> **THE REQUEST**: Copy the following lines verbatim, starting with the line that contains "mark the region of every instance of the hazy" and continuing through the line that contains "75], [270, 78]]]".

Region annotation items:
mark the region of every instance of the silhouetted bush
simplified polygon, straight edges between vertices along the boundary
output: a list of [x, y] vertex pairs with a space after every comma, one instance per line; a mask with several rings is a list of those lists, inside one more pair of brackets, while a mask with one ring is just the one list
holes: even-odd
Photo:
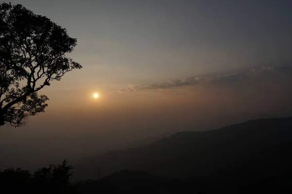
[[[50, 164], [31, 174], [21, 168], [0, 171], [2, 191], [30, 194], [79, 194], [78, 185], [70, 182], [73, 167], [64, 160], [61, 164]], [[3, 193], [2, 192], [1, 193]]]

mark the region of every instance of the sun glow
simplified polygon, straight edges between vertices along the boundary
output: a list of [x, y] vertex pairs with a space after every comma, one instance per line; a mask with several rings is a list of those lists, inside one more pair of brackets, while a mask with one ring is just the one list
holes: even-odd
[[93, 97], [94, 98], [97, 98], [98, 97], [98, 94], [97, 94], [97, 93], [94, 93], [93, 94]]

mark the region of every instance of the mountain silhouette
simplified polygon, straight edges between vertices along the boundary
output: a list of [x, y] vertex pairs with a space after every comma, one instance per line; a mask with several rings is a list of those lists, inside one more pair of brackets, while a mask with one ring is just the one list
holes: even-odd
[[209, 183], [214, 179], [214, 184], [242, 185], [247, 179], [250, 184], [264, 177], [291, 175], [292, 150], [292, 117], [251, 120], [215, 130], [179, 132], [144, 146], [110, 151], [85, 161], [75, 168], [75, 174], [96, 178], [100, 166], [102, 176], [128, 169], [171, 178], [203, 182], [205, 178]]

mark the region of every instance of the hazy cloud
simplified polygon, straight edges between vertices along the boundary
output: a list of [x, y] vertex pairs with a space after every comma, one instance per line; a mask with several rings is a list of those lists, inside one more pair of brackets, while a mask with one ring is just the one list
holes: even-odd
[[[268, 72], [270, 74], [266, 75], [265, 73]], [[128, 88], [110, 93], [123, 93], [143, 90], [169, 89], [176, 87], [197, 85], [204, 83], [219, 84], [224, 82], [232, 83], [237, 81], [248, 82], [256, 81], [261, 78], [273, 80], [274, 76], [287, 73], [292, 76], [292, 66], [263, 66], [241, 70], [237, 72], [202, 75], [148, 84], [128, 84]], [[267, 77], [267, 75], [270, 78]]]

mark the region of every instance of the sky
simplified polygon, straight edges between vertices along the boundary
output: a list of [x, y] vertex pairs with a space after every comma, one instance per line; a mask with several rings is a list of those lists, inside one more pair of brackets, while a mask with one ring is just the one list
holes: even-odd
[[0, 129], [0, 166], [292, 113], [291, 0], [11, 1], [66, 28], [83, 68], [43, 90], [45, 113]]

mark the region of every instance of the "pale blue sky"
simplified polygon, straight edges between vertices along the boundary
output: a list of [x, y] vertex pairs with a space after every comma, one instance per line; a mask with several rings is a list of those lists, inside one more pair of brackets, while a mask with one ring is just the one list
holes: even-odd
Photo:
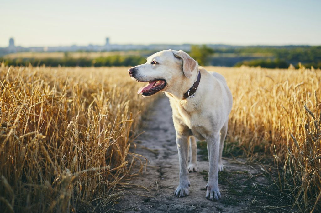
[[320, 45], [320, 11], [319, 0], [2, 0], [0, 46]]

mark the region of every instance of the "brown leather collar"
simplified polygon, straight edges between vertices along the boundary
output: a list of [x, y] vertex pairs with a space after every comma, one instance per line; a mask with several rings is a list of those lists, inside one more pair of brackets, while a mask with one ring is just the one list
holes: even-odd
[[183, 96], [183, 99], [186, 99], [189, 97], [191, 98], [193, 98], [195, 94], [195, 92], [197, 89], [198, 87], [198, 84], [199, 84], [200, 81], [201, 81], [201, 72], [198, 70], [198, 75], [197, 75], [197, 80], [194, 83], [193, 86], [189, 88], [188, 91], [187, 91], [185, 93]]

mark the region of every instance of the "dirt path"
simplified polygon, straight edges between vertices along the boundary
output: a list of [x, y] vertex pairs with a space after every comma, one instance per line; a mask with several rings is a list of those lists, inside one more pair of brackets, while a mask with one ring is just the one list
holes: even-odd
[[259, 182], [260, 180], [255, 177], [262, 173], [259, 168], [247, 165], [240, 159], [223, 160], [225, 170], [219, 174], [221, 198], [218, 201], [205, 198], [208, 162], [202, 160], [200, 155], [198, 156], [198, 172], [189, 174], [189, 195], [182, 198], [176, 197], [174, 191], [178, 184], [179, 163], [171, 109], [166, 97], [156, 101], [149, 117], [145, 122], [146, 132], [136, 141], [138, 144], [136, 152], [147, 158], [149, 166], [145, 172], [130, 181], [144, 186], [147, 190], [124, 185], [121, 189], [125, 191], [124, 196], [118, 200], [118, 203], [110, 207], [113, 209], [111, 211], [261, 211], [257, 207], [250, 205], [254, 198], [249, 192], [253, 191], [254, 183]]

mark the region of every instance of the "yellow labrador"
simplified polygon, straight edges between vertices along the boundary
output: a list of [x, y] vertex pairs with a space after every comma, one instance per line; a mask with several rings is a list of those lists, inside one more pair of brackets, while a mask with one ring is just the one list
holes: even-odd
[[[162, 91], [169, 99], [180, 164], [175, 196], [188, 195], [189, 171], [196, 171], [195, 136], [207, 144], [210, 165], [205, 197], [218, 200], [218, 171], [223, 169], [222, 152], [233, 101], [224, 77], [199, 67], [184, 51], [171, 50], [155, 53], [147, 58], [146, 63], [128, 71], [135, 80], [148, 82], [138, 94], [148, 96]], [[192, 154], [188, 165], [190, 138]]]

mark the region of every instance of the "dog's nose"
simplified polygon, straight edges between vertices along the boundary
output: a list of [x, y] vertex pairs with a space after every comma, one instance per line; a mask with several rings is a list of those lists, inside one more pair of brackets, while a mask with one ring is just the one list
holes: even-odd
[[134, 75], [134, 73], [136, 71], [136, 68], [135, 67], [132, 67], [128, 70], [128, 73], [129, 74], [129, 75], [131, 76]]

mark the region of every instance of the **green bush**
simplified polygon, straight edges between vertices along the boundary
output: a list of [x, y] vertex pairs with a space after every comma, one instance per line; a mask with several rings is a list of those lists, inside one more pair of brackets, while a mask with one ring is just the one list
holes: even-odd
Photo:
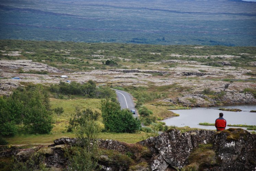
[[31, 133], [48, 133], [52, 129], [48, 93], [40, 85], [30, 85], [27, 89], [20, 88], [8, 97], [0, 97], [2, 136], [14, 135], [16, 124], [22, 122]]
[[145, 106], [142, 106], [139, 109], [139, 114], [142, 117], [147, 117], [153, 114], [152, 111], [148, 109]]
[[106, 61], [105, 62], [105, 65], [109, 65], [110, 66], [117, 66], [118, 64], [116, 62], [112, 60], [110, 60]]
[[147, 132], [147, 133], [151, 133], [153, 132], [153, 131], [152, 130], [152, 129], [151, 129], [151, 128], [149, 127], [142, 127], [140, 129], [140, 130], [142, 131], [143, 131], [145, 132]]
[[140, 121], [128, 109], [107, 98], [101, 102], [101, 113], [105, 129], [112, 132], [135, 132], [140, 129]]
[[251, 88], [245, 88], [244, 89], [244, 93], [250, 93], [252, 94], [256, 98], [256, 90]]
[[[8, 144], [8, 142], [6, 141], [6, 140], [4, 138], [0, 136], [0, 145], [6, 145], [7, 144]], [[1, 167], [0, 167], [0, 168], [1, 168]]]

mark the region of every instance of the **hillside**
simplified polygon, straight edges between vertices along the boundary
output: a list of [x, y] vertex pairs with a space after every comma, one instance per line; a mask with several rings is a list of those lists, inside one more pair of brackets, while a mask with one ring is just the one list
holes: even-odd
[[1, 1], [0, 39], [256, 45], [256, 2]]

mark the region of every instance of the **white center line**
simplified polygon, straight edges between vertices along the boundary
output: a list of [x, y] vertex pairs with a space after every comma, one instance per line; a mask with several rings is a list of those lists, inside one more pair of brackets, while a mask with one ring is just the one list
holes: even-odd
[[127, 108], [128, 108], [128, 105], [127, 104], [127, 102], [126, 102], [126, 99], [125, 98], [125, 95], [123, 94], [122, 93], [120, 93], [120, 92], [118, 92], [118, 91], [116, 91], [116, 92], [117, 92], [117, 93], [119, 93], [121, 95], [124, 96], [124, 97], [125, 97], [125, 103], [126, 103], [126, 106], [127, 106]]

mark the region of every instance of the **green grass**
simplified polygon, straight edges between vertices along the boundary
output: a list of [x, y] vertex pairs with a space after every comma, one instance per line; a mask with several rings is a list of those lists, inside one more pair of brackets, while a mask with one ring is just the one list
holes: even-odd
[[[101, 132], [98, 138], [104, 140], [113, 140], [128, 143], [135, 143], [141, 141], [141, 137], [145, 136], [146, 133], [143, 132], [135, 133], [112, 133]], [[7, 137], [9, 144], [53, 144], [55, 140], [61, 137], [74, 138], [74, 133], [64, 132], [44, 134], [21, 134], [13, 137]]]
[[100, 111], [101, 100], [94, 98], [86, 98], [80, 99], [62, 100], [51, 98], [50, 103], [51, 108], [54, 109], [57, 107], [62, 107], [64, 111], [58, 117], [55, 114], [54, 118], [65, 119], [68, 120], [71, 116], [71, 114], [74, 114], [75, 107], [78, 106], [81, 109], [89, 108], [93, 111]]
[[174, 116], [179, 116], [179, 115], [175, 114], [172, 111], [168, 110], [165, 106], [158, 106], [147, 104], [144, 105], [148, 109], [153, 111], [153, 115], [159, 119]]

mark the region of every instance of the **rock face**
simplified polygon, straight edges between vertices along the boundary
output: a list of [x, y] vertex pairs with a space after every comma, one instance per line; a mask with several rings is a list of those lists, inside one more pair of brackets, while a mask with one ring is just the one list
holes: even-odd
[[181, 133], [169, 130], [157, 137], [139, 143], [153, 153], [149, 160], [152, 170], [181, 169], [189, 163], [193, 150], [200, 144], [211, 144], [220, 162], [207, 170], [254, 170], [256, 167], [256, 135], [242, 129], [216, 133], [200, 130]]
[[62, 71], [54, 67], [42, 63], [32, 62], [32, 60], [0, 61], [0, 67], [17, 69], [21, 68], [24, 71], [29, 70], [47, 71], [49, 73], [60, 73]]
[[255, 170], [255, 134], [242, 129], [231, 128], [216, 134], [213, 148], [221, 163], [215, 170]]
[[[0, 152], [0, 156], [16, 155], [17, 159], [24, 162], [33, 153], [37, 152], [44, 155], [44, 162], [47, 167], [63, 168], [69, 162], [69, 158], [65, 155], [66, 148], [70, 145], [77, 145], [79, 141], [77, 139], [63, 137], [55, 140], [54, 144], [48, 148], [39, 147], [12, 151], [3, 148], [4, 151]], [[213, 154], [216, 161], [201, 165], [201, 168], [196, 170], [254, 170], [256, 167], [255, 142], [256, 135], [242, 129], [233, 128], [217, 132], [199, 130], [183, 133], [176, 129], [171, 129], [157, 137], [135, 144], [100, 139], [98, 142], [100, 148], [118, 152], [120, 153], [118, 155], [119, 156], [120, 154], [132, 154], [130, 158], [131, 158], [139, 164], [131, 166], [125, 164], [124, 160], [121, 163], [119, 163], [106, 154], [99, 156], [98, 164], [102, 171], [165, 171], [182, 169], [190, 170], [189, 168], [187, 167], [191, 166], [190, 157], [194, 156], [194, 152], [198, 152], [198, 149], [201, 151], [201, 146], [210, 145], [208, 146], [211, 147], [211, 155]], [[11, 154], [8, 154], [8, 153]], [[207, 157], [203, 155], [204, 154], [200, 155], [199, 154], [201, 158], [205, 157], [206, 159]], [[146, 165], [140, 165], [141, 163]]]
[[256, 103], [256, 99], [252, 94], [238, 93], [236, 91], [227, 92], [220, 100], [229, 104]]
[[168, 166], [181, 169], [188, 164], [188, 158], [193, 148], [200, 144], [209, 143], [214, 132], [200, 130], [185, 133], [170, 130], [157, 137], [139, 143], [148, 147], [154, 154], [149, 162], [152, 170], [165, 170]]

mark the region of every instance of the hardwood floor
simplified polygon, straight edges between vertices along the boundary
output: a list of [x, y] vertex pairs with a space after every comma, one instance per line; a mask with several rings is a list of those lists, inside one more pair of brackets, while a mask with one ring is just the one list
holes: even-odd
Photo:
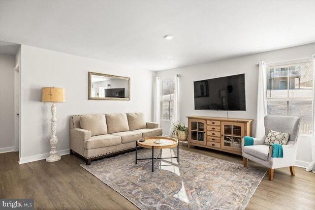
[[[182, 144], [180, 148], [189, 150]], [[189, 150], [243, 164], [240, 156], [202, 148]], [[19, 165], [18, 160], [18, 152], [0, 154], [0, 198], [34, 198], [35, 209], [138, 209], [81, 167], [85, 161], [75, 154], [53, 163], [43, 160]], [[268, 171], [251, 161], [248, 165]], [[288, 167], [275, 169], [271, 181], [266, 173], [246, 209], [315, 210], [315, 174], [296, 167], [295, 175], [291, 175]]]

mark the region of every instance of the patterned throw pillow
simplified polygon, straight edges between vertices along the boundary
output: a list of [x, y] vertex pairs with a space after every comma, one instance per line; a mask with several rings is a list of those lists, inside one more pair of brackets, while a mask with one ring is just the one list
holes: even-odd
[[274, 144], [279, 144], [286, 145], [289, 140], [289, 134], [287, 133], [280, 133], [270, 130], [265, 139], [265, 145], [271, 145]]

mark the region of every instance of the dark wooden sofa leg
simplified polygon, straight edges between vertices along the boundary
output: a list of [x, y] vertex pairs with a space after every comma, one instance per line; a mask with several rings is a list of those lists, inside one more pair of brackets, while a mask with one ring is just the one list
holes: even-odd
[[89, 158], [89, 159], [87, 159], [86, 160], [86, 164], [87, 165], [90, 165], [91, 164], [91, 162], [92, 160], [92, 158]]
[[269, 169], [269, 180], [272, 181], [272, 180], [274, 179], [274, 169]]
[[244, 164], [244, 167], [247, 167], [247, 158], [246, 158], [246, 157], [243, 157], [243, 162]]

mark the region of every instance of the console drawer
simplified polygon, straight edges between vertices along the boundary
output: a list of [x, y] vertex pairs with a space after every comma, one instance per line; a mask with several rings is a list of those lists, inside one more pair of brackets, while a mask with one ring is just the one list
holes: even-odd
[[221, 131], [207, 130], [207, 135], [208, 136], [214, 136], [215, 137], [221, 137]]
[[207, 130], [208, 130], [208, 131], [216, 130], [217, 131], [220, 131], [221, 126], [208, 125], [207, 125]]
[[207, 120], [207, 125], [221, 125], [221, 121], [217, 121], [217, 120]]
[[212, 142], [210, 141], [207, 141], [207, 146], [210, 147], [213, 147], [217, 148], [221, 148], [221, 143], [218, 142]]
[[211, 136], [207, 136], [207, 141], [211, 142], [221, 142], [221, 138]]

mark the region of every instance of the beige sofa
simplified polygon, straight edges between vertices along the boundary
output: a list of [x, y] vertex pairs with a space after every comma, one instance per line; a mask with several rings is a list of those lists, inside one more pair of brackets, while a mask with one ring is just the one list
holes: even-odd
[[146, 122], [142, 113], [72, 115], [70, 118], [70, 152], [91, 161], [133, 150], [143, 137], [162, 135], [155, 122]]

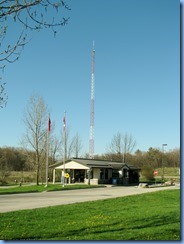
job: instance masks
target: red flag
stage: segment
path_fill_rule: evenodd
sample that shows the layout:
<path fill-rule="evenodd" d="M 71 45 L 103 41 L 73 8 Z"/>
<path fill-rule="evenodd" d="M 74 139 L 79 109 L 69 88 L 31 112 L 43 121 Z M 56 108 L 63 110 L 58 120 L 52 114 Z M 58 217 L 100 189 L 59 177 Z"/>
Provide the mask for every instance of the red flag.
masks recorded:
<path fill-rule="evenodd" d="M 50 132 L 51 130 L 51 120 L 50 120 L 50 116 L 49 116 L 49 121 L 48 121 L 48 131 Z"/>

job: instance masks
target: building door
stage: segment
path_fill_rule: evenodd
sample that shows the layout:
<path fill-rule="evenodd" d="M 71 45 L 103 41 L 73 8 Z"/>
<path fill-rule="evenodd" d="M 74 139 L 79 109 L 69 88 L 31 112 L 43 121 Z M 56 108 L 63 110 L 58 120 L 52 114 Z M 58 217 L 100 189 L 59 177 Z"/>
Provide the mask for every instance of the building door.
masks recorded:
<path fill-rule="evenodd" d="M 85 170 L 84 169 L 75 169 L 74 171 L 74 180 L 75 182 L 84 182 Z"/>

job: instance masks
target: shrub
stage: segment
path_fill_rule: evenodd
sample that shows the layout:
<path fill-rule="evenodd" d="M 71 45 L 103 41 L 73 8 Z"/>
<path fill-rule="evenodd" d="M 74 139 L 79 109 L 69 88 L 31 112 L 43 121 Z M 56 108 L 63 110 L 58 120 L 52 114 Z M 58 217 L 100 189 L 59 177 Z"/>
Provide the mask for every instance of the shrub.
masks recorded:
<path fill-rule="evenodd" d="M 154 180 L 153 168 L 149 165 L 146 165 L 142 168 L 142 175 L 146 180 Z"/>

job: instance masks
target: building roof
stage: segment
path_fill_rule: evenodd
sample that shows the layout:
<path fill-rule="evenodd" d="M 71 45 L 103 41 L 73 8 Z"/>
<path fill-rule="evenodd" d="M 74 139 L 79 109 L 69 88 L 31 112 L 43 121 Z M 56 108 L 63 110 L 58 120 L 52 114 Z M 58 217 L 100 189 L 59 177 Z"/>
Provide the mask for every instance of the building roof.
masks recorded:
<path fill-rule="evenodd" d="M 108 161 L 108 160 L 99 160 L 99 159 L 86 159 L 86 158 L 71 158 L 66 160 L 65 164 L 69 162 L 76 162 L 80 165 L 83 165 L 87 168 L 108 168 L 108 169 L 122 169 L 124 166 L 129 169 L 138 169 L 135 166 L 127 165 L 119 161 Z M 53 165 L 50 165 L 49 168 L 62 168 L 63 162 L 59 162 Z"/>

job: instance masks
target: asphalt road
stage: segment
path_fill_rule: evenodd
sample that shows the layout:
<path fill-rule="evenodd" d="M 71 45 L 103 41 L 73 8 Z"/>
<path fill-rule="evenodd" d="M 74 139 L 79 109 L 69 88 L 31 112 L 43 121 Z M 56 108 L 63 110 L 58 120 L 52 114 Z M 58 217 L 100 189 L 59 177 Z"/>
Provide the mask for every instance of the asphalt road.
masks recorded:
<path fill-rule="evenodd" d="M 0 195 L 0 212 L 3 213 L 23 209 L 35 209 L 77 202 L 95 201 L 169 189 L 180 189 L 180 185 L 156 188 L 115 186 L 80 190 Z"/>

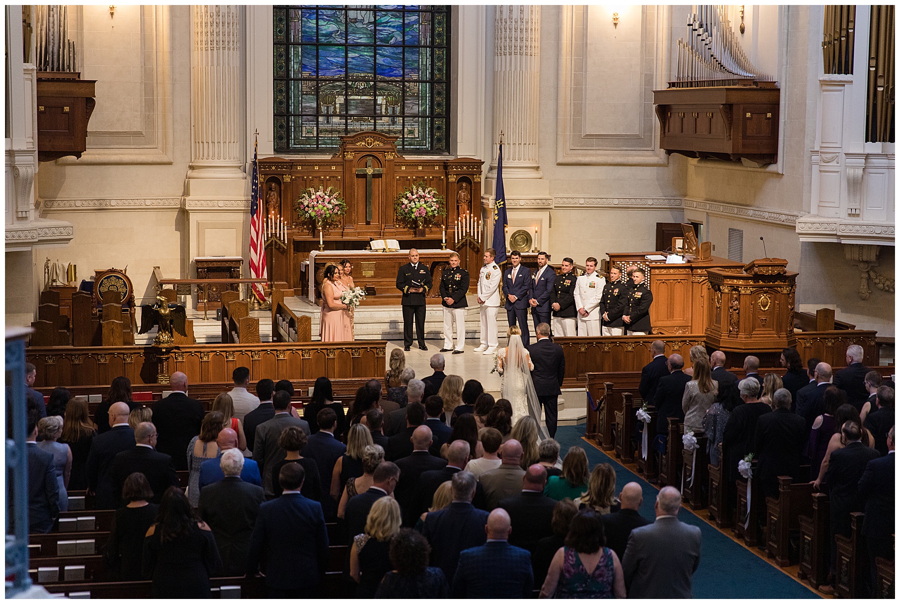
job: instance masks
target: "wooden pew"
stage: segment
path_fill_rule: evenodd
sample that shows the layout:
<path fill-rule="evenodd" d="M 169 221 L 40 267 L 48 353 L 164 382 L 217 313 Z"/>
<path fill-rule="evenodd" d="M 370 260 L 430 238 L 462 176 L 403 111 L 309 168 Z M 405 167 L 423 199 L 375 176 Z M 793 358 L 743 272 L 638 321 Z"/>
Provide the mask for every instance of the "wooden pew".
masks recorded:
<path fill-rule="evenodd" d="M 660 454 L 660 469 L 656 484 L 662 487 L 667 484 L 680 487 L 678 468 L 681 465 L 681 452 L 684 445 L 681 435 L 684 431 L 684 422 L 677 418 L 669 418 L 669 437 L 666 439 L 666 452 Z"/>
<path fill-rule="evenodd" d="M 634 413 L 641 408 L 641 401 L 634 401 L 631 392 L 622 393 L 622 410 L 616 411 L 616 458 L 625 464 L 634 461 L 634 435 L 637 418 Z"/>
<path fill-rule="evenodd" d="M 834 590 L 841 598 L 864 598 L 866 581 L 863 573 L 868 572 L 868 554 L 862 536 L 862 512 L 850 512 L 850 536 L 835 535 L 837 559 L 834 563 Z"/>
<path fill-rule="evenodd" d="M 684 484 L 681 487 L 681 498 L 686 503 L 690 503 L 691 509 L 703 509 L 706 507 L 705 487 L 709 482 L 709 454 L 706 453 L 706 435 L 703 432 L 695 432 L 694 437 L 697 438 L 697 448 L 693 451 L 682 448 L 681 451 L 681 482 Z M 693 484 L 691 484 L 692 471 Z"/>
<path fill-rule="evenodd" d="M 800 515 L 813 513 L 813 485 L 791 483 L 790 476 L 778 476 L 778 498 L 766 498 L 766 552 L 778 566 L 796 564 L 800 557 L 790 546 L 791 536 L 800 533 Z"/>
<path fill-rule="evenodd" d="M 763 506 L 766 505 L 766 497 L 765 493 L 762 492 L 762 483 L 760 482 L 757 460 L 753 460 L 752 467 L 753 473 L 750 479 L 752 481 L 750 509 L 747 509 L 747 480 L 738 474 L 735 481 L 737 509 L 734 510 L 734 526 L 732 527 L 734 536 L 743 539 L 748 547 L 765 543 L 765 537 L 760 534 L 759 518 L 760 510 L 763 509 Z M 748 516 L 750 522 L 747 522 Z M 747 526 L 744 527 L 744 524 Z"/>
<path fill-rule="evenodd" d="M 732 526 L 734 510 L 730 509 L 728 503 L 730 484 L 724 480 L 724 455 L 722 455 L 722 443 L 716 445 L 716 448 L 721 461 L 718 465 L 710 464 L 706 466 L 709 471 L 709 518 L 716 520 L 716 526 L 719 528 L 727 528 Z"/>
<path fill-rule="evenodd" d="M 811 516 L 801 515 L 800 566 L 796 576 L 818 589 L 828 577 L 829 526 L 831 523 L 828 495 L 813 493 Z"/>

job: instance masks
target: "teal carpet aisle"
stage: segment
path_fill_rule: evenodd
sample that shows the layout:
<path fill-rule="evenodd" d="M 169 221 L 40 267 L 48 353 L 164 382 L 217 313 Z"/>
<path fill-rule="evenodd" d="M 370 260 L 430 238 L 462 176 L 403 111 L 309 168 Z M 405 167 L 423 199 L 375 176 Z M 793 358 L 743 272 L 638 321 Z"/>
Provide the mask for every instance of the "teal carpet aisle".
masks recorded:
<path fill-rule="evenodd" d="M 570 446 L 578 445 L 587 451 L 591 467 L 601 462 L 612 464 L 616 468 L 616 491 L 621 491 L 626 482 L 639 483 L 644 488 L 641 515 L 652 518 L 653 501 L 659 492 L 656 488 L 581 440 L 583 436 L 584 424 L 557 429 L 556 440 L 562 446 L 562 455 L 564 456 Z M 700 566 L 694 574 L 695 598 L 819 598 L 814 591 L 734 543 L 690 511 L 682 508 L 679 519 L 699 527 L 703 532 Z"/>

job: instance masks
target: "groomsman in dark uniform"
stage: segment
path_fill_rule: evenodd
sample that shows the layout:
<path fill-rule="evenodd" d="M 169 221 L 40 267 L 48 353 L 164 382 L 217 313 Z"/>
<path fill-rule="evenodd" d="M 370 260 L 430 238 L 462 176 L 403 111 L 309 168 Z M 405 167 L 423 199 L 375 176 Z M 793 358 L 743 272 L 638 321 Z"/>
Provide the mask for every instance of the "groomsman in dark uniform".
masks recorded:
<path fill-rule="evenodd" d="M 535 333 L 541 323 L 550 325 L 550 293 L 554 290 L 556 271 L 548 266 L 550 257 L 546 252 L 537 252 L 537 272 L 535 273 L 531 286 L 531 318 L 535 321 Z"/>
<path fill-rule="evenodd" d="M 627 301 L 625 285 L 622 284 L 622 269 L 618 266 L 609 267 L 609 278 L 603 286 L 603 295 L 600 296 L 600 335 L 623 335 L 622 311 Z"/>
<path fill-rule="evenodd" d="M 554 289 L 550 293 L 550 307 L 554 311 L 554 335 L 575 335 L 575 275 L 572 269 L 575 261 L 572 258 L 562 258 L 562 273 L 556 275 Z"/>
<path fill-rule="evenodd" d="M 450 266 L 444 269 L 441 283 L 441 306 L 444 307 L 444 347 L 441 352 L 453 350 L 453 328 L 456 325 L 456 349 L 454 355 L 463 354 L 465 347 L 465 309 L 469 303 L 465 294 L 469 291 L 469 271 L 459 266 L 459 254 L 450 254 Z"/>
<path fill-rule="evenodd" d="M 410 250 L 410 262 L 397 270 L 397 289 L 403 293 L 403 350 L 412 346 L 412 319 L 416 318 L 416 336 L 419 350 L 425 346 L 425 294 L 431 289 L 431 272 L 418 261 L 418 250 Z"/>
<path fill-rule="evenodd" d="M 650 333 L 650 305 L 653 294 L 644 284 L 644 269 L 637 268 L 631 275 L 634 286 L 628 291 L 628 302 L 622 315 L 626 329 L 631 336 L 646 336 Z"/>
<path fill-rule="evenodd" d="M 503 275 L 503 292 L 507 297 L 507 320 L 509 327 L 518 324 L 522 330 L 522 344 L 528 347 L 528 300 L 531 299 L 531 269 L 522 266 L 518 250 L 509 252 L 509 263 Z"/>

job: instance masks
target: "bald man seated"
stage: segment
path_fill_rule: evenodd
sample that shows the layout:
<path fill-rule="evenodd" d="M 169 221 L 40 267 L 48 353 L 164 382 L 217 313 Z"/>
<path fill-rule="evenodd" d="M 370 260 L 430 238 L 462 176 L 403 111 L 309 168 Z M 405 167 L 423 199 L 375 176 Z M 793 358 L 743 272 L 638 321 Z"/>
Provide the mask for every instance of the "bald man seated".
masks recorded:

> **EXPECTED OUTPUT**:
mark the region of every instance of the hazy cloud
simplified polygon, straight edges between vertices along the boundary
output: a list of [x, y] vertex pairs with a space after every comma, one instance per line; a mask with several rings is a list of those lists, inside one more pair of brackets, while a mask with one ring is just the one list
holes: even-odd
[[[268, 72], [270, 74], [266, 75], [265, 73]], [[128, 88], [110, 93], [123, 93], [143, 90], [169, 89], [176, 87], [197, 85], [204, 83], [219, 84], [224, 82], [232, 83], [237, 81], [248, 82], [256, 81], [261, 78], [273, 80], [274, 76], [287, 73], [292, 76], [292, 66], [263, 66], [241, 70], [237, 72], [202, 75], [148, 84], [128, 84]], [[267, 77], [267, 75], [270, 78]]]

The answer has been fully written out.